Please transcribe, exactly, the line that contains "Set a pin on every instance of the white lane" and every line after it to the end of the records, and nothing else.
Top of Dataset entries
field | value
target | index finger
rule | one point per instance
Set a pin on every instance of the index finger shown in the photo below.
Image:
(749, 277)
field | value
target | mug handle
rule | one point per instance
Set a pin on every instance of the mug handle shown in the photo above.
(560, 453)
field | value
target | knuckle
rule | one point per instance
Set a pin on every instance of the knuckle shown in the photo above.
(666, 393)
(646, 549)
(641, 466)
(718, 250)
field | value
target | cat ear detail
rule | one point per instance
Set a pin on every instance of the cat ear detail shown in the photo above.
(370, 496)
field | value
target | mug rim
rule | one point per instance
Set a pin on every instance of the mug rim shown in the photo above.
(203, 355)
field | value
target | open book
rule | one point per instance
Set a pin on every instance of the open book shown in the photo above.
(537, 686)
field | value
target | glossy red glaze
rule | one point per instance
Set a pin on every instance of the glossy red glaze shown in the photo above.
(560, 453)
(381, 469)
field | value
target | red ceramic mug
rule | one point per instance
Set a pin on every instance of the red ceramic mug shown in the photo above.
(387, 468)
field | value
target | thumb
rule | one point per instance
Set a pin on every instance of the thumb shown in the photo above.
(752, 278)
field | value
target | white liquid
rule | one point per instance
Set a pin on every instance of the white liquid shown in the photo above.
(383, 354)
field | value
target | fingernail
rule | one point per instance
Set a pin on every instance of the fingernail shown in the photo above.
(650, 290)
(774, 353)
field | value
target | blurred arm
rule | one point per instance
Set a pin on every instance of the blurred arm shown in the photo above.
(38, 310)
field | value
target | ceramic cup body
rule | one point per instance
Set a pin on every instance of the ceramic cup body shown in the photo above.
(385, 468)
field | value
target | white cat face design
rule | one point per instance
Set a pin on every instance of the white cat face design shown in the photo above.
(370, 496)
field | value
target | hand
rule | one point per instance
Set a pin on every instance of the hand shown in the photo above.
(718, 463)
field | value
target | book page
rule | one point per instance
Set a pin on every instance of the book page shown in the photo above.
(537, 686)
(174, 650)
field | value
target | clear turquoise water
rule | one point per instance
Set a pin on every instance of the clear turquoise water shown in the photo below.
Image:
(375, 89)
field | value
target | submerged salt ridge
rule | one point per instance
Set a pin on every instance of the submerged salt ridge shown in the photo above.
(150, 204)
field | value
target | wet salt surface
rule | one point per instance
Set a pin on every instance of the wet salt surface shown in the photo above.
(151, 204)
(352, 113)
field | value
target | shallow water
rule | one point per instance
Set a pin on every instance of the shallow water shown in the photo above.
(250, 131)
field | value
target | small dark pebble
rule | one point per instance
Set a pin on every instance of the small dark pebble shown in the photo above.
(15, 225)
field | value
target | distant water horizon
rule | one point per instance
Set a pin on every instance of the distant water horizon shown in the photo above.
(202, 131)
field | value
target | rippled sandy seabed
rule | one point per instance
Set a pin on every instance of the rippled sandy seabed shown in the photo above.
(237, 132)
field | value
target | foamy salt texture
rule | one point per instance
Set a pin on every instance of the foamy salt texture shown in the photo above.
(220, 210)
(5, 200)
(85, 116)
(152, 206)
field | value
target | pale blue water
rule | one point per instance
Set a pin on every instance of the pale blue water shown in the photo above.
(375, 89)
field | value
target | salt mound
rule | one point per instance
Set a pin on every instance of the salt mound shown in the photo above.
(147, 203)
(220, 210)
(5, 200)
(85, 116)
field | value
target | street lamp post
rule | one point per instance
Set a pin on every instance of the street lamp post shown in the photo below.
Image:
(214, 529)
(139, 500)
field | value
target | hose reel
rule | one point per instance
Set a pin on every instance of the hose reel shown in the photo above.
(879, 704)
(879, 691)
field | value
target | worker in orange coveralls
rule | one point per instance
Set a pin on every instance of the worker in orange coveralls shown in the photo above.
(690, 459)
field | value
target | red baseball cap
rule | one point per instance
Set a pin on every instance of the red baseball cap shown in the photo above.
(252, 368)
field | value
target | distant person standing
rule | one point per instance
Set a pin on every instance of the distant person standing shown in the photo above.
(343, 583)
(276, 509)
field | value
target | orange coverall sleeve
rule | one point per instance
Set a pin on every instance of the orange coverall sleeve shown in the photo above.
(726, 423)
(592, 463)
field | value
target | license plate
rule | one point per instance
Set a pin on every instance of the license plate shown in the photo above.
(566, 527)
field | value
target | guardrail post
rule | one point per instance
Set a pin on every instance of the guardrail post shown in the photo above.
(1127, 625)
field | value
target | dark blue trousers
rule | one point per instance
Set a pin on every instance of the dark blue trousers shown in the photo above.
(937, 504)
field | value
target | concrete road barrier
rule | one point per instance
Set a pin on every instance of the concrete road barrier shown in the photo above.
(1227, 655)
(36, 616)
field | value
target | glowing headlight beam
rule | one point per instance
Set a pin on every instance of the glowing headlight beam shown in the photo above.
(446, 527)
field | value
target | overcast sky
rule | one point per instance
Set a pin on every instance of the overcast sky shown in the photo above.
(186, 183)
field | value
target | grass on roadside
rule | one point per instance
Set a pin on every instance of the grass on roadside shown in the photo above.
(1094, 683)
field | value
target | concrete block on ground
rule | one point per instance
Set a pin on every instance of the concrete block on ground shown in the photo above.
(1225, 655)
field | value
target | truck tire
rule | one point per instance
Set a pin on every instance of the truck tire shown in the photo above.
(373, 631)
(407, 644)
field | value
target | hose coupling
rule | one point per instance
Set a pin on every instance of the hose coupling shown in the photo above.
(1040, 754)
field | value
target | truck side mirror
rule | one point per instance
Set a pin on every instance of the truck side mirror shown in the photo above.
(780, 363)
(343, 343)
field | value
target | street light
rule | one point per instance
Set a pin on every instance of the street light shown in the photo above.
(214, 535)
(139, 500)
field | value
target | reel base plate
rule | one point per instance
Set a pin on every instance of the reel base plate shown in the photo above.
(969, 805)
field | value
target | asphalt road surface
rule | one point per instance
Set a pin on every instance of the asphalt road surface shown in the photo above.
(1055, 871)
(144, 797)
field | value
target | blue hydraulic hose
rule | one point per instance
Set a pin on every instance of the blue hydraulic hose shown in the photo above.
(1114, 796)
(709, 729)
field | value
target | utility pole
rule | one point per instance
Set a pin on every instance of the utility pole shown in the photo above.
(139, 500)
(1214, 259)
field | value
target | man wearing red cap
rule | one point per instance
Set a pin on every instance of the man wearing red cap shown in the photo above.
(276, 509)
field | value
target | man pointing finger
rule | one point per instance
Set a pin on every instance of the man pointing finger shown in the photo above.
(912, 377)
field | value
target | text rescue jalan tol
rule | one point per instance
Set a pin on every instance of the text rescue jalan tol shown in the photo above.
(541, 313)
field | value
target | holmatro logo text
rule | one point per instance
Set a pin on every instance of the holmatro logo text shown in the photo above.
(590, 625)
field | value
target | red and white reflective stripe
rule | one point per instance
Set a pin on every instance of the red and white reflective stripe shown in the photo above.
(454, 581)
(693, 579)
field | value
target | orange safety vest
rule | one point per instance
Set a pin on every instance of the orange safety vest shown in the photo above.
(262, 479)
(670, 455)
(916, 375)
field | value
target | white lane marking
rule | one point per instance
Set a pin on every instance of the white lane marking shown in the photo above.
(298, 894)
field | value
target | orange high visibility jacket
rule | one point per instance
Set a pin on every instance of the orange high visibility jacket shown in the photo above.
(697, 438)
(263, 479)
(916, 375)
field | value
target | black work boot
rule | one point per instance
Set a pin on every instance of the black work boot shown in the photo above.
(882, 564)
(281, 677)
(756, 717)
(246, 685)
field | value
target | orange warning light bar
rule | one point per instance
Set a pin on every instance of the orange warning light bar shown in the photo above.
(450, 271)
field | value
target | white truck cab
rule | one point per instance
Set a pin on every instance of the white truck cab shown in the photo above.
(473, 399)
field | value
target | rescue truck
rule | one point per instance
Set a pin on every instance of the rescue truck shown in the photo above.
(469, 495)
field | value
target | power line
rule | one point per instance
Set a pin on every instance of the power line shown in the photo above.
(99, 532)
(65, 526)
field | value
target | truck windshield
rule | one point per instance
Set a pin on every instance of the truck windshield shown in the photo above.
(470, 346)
Bottom of Dataset entries
### Completed task
Set a pin on every instance of the white lane marking shown in the photo above.
(298, 894)
field | value
target | orange high visibility jacket
rule | one point per instance
Set a pin on every instance of the orange high visibility jacket shown in the photo above.
(697, 438)
(263, 479)
(916, 375)
field | value
target | black work boot
rule | one point per instance
Set a pin on every instance of the black work boot shown in the photo above.
(882, 564)
(281, 677)
(756, 717)
(246, 685)
field | value
target | orange warning light bar
rule | one point per instance
Set a pin on every instance of the orange warning light bar shown in the photo above.
(450, 271)
field | value
target | white truck cab
rule | one point per instance
Set a pin on every instance of the white truck cab shown in the photo above.
(473, 399)
field | value
target | rescue truck
rule | one point per instance
Set a pin on every instance of the rescue truck shown in the photo above.
(469, 495)
field | value
target | power line
rule | one point per instance
Set a pin on every instance of the power line shown in the photo above.
(99, 532)
(65, 526)
field | value
target | truck windshield
rule | one point per instance
Set a pin on every instance of the truck windshield shown in the photo above.
(470, 346)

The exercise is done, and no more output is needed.